Problem details:
Retype the tail of the data exactly, starting at the line containing "Expected behaviour: for every instance of the dirt ground, put" and stopping at the last line.

Extracted entries:
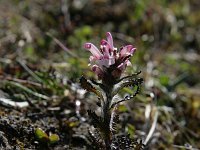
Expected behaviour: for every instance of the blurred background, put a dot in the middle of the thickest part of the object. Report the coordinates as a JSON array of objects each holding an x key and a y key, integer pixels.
[{"x": 166, "y": 34}]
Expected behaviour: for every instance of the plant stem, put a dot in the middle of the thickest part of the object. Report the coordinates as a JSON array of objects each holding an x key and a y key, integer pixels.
[{"x": 107, "y": 117}]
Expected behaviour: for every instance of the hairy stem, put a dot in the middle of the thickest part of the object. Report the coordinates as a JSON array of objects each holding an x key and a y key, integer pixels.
[{"x": 107, "y": 117}]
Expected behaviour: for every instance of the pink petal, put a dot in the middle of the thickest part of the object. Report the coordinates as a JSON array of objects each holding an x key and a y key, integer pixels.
[
  {"x": 106, "y": 62},
  {"x": 93, "y": 49},
  {"x": 105, "y": 47},
  {"x": 110, "y": 40},
  {"x": 97, "y": 70},
  {"x": 127, "y": 50}
]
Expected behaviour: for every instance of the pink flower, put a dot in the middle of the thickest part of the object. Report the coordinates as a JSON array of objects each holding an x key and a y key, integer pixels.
[{"x": 107, "y": 60}]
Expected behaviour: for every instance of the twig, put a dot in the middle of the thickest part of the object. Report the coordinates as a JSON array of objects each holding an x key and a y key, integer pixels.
[
  {"x": 62, "y": 46},
  {"x": 29, "y": 91},
  {"x": 9, "y": 103},
  {"x": 29, "y": 71},
  {"x": 185, "y": 147},
  {"x": 21, "y": 81}
]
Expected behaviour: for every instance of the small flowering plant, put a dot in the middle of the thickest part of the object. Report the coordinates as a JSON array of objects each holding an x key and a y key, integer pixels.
[{"x": 108, "y": 63}]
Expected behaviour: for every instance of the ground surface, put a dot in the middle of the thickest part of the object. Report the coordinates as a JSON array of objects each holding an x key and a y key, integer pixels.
[{"x": 39, "y": 81}]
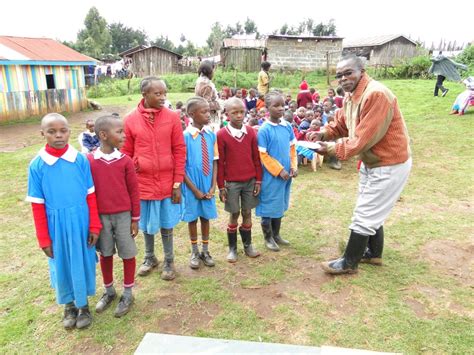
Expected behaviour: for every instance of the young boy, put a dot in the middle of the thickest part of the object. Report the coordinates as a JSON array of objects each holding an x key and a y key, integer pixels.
[
  {"x": 276, "y": 144},
  {"x": 239, "y": 177},
  {"x": 118, "y": 202}
]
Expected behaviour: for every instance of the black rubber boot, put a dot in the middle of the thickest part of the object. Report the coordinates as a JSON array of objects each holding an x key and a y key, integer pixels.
[
  {"x": 246, "y": 235},
  {"x": 349, "y": 262},
  {"x": 232, "y": 238},
  {"x": 373, "y": 252},
  {"x": 269, "y": 241},
  {"x": 276, "y": 223}
]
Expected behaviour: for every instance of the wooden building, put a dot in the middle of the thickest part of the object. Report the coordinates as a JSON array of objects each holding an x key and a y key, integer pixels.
[
  {"x": 242, "y": 54},
  {"x": 40, "y": 75},
  {"x": 153, "y": 60},
  {"x": 382, "y": 50},
  {"x": 303, "y": 52}
]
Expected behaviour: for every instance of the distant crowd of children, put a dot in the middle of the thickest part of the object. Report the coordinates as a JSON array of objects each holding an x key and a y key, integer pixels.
[{"x": 159, "y": 167}]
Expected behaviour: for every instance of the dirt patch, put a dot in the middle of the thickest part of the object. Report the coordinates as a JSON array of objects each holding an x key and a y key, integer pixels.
[
  {"x": 21, "y": 135},
  {"x": 451, "y": 258}
]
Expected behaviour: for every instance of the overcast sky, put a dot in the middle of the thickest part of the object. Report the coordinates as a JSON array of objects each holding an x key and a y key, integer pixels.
[{"x": 424, "y": 20}]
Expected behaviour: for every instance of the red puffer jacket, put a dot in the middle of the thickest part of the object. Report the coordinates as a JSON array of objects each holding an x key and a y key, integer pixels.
[{"x": 157, "y": 150}]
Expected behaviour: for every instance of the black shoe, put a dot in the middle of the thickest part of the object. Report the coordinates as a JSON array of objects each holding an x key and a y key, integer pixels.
[
  {"x": 232, "y": 239},
  {"x": 70, "y": 316},
  {"x": 124, "y": 306},
  {"x": 269, "y": 241},
  {"x": 104, "y": 302},
  {"x": 195, "y": 261},
  {"x": 249, "y": 250},
  {"x": 84, "y": 318},
  {"x": 373, "y": 252},
  {"x": 276, "y": 224},
  {"x": 207, "y": 259},
  {"x": 348, "y": 264}
]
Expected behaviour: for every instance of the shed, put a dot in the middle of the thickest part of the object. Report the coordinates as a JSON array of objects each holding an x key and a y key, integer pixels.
[
  {"x": 242, "y": 54},
  {"x": 153, "y": 60},
  {"x": 40, "y": 75},
  {"x": 303, "y": 52},
  {"x": 382, "y": 50}
]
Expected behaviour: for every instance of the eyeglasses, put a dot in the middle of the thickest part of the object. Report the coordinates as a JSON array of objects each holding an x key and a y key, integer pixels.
[{"x": 346, "y": 74}]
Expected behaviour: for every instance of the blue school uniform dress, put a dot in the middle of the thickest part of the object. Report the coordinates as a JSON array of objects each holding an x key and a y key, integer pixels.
[
  {"x": 196, "y": 172},
  {"x": 62, "y": 184},
  {"x": 275, "y": 139}
]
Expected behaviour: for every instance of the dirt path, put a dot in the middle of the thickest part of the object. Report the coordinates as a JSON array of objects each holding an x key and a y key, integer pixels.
[{"x": 22, "y": 135}]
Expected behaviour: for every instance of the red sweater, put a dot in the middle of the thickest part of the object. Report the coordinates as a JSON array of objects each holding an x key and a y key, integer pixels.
[
  {"x": 239, "y": 159},
  {"x": 154, "y": 140},
  {"x": 115, "y": 184}
]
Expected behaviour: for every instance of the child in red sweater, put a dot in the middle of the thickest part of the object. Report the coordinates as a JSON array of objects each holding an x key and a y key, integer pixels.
[
  {"x": 239, "y": 177},
  {"x": 118, "y": 202}
]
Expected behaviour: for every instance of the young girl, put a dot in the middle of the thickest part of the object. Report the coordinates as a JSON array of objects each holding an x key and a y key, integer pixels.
[
  {"x": 61, "y": 191},
  {"x": 276, "y": 144},
  {"x": 200, "y": 179}
]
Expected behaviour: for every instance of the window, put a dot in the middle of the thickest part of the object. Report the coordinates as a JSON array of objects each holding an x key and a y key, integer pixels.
[{"x": 50, "y": 81}]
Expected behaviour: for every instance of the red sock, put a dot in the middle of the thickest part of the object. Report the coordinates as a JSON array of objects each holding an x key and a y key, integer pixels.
[
  {"x": 129, "y": 266},
  {"x": 107, "y": 268}
]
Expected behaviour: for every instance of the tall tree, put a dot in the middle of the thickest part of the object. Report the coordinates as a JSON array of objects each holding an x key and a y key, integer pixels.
[
  {"x": 94, "y": 40},
  {"x": 124, "y": 37}
]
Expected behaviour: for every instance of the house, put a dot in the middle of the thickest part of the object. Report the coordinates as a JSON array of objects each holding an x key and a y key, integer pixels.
[
  {"x": 305, "y": 53},
  {"x": 382, "y": 50},
  {"x": 242, "y": 54},
  {"x": 40, "y": 75},
  {"x": 152, "y": 60}
]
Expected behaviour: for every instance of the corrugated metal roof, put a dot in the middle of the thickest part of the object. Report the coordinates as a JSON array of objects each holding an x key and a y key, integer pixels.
[
  {"x": 373, "y": 41},
  {"x": 38, "y": 49},
  {"x": 243, "y": 43}
]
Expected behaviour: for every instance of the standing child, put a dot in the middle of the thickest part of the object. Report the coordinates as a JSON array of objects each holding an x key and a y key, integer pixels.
[
  {"x": 276, "y": 144},
  {"x": 118, "y": 202},
  {"x": 239, "y": 177},
  {"x": 154, "y": 141},
  {"x": 200, "y": 179},
  {"x": 61, "y": 191}
]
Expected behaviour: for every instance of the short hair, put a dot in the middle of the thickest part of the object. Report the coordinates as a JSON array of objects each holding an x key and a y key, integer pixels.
[
  {"x": 104, "y": 123},
  {"x": 193, "y": 102},
  {"x": 265, "y": 65},
  {"x": 206, "y": 68},
  {"x": 233, "y": 101},
  {"x": 147, "y": 81},
  {"x": 269, "y": 97}
]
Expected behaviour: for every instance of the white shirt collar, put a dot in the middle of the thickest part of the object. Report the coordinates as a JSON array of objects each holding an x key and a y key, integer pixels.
[
  {"x": 70, "y": 155},
  {"x": 237, "y": 133},
  {"x": 116, "y": 154}
]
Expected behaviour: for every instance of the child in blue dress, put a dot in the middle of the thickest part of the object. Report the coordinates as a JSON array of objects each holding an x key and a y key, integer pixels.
[
  {"x": 61, "y": 191},
  {"x": 200, "y": 179},
  {"x": 276, "y": 144}
]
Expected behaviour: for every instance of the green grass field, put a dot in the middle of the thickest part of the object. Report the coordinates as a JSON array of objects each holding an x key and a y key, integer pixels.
[{"x": 420, "y": 301}]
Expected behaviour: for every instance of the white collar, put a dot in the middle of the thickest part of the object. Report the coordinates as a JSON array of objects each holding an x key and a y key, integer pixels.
[
  {"x": 70, "y": 155},
  {"x": 237, "y": 133},
  {"x": 116, "y": 154},
  {"x": 282, "y": 122}
]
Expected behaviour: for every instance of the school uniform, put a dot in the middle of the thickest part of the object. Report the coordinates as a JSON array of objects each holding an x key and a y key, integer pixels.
[{"x": 201, "y": 151}]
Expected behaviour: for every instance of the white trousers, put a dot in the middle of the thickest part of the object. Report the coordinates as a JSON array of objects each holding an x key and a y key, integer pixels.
[{"x": 379, "y": 190}]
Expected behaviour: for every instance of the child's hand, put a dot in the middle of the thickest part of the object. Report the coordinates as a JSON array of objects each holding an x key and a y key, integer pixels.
[
  {"x": 49, "y": 252},
  {"x": 134, "y": 229},
  {"x": 223, "y": 195},
  {"x": 176, "y": 196},
  {"x": 256, "y": 188},
  {"x": 284, "y": 175},
  {"x": 93, "y": 238}
]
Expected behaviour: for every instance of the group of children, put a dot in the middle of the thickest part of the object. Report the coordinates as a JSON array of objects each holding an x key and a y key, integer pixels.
[{"x": 147, "y": 174}]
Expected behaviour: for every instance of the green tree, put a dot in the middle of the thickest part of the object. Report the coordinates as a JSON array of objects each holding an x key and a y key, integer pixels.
[
  {"x": 95, "y": 39},
  {"x": 124, "y": 37}
]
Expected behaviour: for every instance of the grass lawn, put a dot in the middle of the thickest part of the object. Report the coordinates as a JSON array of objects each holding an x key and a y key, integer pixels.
[{"x": 419, "y": 301}]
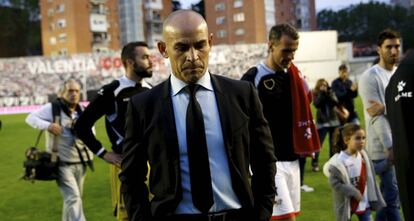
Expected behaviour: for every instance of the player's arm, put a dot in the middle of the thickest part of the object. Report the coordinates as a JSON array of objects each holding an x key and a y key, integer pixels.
[{"x": 83, "y": 127}]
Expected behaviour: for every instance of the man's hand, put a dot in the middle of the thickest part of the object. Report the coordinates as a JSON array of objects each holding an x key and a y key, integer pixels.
[
  {"x": 354, "y": 87},
  {"x": 376, "y": 108},
  {"x": 358, "y": 197},
  {"x": 113, "y": 158},
  {"x": 390, "y": 154},
  {"x": 55, "y": 129}
]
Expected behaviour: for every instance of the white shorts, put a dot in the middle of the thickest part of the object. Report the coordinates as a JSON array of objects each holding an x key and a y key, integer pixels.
[{"x": 287, "y": 200}]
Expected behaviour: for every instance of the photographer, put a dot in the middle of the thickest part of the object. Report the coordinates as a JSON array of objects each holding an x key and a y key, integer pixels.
[
  {"x": 327, "y": 120},
  {"x": 73, "y": 154}
]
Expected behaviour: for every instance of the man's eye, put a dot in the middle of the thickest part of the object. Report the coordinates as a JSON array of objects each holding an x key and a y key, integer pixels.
[{"x": 181, "y": 48}]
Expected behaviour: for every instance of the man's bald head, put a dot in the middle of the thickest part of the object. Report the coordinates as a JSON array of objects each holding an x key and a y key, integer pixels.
[
  {"x": 183, "y": 21},
  {"x": 186, "y": 43}
]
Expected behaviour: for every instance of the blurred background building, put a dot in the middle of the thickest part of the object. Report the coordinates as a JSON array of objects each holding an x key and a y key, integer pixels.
[
  {"x": 244, "y": 21},
  {"x": 82, "y": 26},
  {"x": 94, "y": 26}
]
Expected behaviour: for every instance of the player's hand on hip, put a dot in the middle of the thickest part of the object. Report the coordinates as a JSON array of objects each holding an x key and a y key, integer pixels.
[
  {"x": 55, "y": 129},
  {"x": 113, "y": 158}
]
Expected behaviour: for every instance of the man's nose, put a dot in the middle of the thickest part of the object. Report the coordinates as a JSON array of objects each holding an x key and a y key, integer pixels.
[{"x": 192, "y": 55}]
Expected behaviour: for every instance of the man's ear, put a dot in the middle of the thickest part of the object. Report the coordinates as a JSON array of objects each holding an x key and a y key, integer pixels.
[
  {"x": 269, "y": 46},
  {"x": 162, "y": 48},
  {"x": 210, "y": 40},
  {"x": 129, "y": 62}
]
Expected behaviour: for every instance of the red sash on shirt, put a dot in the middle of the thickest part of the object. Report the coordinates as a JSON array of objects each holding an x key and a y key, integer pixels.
[
  {"x": 305, "y": 135},
  {"x": 360, "y": 186}
]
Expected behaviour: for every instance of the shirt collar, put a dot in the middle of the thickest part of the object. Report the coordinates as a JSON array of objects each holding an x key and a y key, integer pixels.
[
  {"x": 177, "y": 85},
  {"x": 127, "y": 81}
]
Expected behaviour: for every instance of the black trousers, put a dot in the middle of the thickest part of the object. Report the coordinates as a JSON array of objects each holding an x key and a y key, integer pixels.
[{"x": 230, "y": 215}]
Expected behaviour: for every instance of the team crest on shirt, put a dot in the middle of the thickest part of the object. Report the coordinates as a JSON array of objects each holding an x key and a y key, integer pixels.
[
  {"x": 269, "y": 84},
  {"x": 308, "y": 133},
  {"x": 100, "y": 92},
  {"x": 401, "y": 93}
]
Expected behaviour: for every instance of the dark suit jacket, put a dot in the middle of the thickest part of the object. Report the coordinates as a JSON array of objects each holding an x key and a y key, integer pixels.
[
  {"x": 399, "y": 99},
  {"x": 151, "y": 137}
]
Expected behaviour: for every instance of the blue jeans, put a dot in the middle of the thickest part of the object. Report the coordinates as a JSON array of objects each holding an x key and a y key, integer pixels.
[{"x": 389, "y": 189}]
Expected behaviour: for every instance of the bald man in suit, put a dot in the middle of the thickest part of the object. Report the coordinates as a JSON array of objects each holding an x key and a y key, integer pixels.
[{"x": 234, "y": 136}]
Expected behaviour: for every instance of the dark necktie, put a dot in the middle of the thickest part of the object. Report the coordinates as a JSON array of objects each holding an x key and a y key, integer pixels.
[{"x": 200, "y": 178}]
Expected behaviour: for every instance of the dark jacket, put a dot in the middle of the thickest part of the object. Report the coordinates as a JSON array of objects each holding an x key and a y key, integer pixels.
[
  {"x": 399, "y": 98},
  {"x": 325, "y": 103},
  {"x": 151, "y": 136},
  {"x": 346, "y": 96}
]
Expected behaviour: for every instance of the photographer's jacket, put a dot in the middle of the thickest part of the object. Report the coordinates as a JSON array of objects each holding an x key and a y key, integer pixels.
[
  {"x": 111, "y": 101},
  {"x": 67, "y": 152}
]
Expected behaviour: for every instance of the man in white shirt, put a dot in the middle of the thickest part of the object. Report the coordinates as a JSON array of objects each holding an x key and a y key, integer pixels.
[
  {"x": 73, "y": 153},
  {"x": 372, "y": 86}
]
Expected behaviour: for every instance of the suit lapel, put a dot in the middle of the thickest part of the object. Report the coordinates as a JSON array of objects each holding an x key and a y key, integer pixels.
[
  {"x": 224, "y": 111},
  {"x": 168, "y": 120}
]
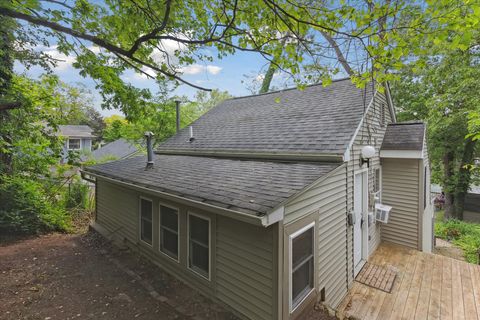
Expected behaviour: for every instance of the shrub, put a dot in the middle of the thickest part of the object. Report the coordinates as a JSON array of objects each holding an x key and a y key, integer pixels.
[
  {"x": 25, "y": 208},
  {"x": 464, "y": 234}
]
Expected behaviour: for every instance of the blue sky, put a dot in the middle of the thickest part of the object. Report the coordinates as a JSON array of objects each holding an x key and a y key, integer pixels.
[{"x": 226, "y": 74}]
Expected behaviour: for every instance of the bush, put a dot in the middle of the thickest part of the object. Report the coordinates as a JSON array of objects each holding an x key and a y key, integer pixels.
[
  {"x": 464, "y": 234},
  {"x": 25, "y": 208}
]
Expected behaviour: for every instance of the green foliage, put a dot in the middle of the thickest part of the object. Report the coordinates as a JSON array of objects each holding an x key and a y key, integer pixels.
[
  {"x": 308, "y": 40},
  {"x": 443, "y": 93},
  {"x": 161, "y": 118},
  {"x": 463, "y": 234},
  {"x": 26, "y": 208}
]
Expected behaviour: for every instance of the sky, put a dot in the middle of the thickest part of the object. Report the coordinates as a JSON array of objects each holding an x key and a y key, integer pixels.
[{"x": 226, "y": 75}]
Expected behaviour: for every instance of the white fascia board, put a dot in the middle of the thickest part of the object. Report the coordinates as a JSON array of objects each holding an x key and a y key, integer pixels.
[
  {"x": 402, "y": 154},
  {"x": 346, "y": 155},
  {"x": 274, "y": 216}
]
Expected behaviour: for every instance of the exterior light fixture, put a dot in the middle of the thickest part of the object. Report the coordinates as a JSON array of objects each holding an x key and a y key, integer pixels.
[{"x": 367, "y": 153}]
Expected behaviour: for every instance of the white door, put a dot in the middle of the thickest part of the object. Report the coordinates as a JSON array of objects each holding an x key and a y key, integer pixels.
[{"x": 359, "y": 228}]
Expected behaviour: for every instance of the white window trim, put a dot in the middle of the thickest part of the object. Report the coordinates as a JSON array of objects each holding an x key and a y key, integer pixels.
[
  {"x": 290, "y": 248},
  {"x": 380, "y": 185},
  {"x": 79, "y": 144},
  {"x": 160, "y": 204},
  {"x": 209, "y": 244},
  {"x": 140, "y": 220}
]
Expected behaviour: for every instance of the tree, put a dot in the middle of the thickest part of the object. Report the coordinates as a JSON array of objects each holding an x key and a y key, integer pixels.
[
  {"x": 365, "y": 39},
  {"x": 160, "y": 118},
  {"x": 443, "y": 93}
]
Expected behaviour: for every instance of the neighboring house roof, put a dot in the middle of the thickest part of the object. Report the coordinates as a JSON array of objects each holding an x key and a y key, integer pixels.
[
  {"x": 317, "y": 120},
  {"x": 77, "y": 131},
  {"x": 119, "y": 149},
  {"x": 404, "y": 136},
  {"x": 252, "y": 187}
]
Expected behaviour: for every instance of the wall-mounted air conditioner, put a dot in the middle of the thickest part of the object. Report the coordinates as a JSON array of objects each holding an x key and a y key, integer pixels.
[{"x": 382, "y": 212}]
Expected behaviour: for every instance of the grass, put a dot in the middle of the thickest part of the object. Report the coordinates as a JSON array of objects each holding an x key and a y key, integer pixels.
[{"x": 465, "y": 235}]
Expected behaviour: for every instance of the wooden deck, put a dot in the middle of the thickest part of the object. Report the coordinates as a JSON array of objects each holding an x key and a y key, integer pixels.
[{"x": 427, "y": 286}]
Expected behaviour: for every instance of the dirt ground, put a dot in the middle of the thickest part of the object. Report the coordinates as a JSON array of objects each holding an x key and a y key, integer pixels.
[{"x": 60, "y": 276}]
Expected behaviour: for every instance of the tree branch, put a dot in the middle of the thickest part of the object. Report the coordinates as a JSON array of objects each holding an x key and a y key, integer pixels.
[
  {"x": 341, "y": 58},
  {"x": 94, "y": 39},
  {"x": 9, "y": 105}
]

Reply:
Expected behaviour: for every instance of the dirt ground, put a dot in the middle of the thickest part of the object. Report the coordinates as a JSON array of objects each holding an x key and a y key, integer pixels.
[{"x": 60, "y": 276}]
Expected behaviour: for every instance of the tree branch, put a dot in the middle of the thickest part of the object. Report the coordinates as a JSON array of objects each holding an x key and a y key, integer pixels.
[
  {"x": 341, "y": 58},
  {"x": 94, "y": 39},
  {"x": 9, "y": 105}
]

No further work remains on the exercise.